The input START

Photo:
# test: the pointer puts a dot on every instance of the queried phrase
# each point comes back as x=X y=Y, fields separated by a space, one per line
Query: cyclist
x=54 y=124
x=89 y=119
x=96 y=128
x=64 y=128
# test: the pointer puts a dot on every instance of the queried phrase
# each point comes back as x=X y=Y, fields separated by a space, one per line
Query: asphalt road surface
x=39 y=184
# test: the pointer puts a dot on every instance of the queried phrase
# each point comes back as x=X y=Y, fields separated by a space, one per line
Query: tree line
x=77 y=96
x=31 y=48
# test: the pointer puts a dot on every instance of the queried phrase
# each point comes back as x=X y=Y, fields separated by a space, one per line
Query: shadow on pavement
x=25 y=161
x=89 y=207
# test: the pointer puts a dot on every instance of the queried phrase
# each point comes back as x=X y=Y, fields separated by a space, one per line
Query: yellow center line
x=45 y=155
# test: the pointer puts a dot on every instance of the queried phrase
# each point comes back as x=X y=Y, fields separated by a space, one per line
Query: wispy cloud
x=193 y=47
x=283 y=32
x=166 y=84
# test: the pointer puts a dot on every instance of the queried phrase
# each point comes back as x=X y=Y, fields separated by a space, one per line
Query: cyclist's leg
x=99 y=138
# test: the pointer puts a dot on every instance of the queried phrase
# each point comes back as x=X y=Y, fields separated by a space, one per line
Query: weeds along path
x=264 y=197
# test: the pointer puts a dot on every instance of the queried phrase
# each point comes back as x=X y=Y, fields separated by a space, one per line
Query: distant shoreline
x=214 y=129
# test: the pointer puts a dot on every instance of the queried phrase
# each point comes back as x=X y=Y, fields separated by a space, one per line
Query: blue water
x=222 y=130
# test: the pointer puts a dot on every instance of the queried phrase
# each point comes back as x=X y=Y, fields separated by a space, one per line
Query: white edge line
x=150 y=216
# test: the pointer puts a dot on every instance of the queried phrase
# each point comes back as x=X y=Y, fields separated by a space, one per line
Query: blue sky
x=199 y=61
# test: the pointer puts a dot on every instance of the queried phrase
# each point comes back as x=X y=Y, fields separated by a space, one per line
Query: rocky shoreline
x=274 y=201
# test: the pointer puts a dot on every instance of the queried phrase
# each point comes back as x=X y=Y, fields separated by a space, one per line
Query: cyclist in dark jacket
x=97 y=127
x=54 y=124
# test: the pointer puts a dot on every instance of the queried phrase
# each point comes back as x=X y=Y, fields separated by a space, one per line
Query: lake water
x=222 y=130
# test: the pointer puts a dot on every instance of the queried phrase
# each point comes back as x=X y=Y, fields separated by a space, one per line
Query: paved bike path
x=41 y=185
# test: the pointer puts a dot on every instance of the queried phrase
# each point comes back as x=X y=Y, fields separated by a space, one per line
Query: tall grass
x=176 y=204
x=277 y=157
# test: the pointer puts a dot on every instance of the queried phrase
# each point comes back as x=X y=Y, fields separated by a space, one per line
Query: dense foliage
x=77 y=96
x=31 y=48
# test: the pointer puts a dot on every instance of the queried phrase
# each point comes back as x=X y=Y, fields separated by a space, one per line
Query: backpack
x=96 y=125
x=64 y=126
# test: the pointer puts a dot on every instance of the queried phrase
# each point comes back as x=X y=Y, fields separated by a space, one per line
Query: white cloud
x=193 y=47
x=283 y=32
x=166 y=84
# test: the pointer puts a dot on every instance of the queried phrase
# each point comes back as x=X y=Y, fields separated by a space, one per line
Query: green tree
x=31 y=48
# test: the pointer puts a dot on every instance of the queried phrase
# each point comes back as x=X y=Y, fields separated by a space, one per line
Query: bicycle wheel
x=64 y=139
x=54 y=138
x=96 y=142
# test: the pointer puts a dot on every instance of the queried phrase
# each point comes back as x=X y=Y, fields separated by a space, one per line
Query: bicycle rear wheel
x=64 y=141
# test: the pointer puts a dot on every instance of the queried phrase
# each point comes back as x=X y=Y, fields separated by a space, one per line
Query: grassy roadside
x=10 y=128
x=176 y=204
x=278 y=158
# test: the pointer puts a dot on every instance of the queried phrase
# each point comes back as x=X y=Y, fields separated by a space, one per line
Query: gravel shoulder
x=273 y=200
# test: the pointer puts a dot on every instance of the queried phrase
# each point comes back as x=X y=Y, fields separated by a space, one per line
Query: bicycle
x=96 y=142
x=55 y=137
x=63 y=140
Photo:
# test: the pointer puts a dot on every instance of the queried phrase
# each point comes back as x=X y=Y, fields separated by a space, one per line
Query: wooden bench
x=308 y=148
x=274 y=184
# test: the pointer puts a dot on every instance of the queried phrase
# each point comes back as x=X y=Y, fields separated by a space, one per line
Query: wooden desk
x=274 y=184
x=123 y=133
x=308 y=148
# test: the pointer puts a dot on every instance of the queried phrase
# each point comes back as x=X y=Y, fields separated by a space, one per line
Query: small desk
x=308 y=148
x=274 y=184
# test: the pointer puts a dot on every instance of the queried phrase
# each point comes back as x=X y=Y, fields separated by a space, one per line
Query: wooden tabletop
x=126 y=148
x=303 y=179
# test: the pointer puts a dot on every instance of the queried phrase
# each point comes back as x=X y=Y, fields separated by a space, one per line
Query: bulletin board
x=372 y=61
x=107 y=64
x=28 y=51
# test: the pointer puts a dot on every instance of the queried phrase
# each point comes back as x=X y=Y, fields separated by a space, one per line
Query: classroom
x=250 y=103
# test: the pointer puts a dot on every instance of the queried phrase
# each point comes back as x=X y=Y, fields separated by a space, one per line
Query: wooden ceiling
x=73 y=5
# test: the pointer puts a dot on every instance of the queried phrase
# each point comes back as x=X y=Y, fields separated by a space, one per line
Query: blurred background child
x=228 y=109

The input END

**Task requirements**
An exact copy of all the entries is the required answer.

**Response to the task**
Photo:
# test: the pointer puts a dot on every instance of the queried phrase
# each point comes back as x=X y=Y, fields separated by a space, one per line
Query: cyclist
x=54 y=124
x=89 y=119
x=96 y=128
x=64 y=128
# test: the pointer puts a dot on every instance of the queried phrase
# each point comes back as x=X y=Y, fields separated by a space, one per line
Query: asphalt road surface
x=39 y=184
# test: the pointer puts a dot on every instance of the queried phrase
# each point comes back as x=X y=Y, fields separated by a space, one per line
Query: tree line
x=77 y=96
x=31 y=48
# test: the pointer puts a dot on every instance of the queried phrase
# each point comes back as x=X y=Y, fields separated by a space, one per line
Query: shadow on pavement
x=25 y=161
x=89 y=207
# test: the pointer puts a dot on every instance of the queried phrase
# each point comes back as x=X y=Y, fields separated by a space, one per line
Query: yellow center line
x=45 y=155
# test: the pointer puts a dot on every instance of the queried phrase
# each point comes back as x=X y=Y, fields separated by a space, one per line
Query: wispy cloud
x=193 y=47
x=283 y=32
x=166 y=84
# test: the pointer puts a dot on every instance of the queried phrase
# each point comes back as x=X y=Y, fields separated by a space, one per line
Query: cyclist's leg
x=99 y=138
# test: the pointer puts a dot on every instance of the queried phrase
# each point comes back as x=X y=Y, fields separated by a space, one per line
Query: weeds along path
x=264 y=197
# test: the pointer puts a dot on every instance of the queried phrase
# each point comes back as x=X y=Y, fields separated by a space, one per line
Query: distant shoreline
x=214 y=129
# test: the pointer puts a dot on every instance of the queried phrase
# each point comes back as x=X y=Y, fields separated by a space, one per line
Query: blue water
x=222 y=130
# test: the pointer puts a dot on every instance of the queried phrase
# each point comes back as x=X y=Y, fields separated by a space, one per line
Query: white edge line
x=150 y=216
# test: the pointer puts a dot on every instance of the queried phrase
# each point comes back as x=X y=Y, fields separated by a space, one per line
Query: blue sky
x=199 y=61
# test: the pointer puts a dot on every instance of the queried phrase
# each point comes back as x=X y=Y, fields separated by a space, one per line
Query: rocky shoreline
x=274 y=201
# test: the pointer puts a dot on every instance of the queried phrase
# each point comes back as x=X y=Y, fields separated by a space, one per line
Query: cyclist in dark jacket
x=97 y=127
x=54 y=124
# test: the pointer puts a dot on every instance of the queried phrase
# each point comes back as x=X y=Y, fields separated by a space, one per line
Query: lake water
x=222 y=130
# test: the pointer puts a dot on every instance of the queried phrase
# each point comes back as x=X y=Y, fields separated by a space, one per line
Query: paved bike path
x=41 y=185
# test: the pointer puts a dot on every instance of the queried phrase
# each point comes back as x=X y=Y, fields separated by a space, one per line
Query: tall grass
x=176 y=204
x=277 y=157
# test: the pointer puts a dot on every instance of the queried phrase
# each point comes back as x=X y=Y, fields separated by a space, one per line
Query: dense foliage
x=77 y=96
x=31 y=48
# test: the pointer puts a dot on every instance of the queried phrase
# each point comes back as x=X y=Y, fields separated by a space, one per line
Query: backpack
x=96 y=125
x=64 y=126
# test: the pointer puts a dot on every instance of the queried phrase
# each point comes back as x=X y=Y, fields separated by a space, one per line
Query: white cloud
x=193 y=47
x=283 y=32
x=166 y=84
# test: the pointer puts a dot on every instance of the queried phrase
# each point comes back as x=X y=Y, fields separated by a space, one per line
Query: green tree
x=31 y=48
# test: the pointer puts a dot on every instance of the queried phrase
# each point comes back as x=X y=Y, fields separated by a space, one per line
Query: bicycle wheel
x=64 y=139
x=54 y=138
x=96 y=142
# test: the pointer puts a dot on every instance of the queried phrase
# each point comes back as x=X y=Y, fields separated by a space, one per line
Query: bicycle rear wheel
x=64 y=141
# test: the pointer puts a dot on every instance of the queried phrase
# each point comes back as x=X y=Y, fields separated by a space, one per line
Query: grassy roadside
x=10 y=128
x=176 y=204
x=278 y=158
# test: the pointer puts a dot on every instance of the queried phrase
# each point comes back as x=X y=Y, fields separated by a space, one per line
Query: gravel shoulder
x=273 y=200
# test: the pointer puts a dot on every instance of the queried phrase
# each point comes back as x=X y=Y, fields separated by a space, one per line
Query: bicycle
x=96 y=142
x=55 y=137
x=63 y=140
Photo:
# test: the pointer puts a dot on every instance of the queried phrase
# each point comes back as x=X y=Y, fields separated by a space, one per line
Query: wooden bench
x=308 y=148
x=274 y=184
# test: the pointer puts a dot on every instance of the queried phrase
# each point comes back as x=X y=Y, fields separated by a space, one per line
Query: wooden desk
x=274 y=184
x=123 y=133
x=308 y=148
# test: the pointer puts a dot on every instance of the queried phrase
# each point comes back as x=X y=Y, fields separated by a space, one per line
Query: small desk
x=308 y=148
x=274 y=184
# test: the pointer puts a dot on every instance of the queried phrase
# each point comes back as x=X y=Y, fields separated by a space, one per line
Query: wooden tabletop
x=126 y=148
x=303 y=179
# test: the pointer puts a dot on every instance of the queried phrase
# each point comes back as x=X y=Y, fields separated by a space, one per line
Query: bulletin board
x=372 y=61
x=107 y=64
x=28 y=51
# test: the pointer puts a dot on every instance of the queried phrase
# each point comes back as x=X y=Y, fields separated by a space, one per line
Query: classroom
x=250 y=103
# test: the pointer puts a dot on every instance of the queried phrase
# each point comes back as x=X y=Y, fields separated by a space, one per line
Query: wooden ceiling
x=73 y=5
# test: the pointer puts a dot on every instance of the queried phrase
# each point comes back as x=X y=Y, fields separated by a space, one per line
Query: blurred background child
x=228 y=109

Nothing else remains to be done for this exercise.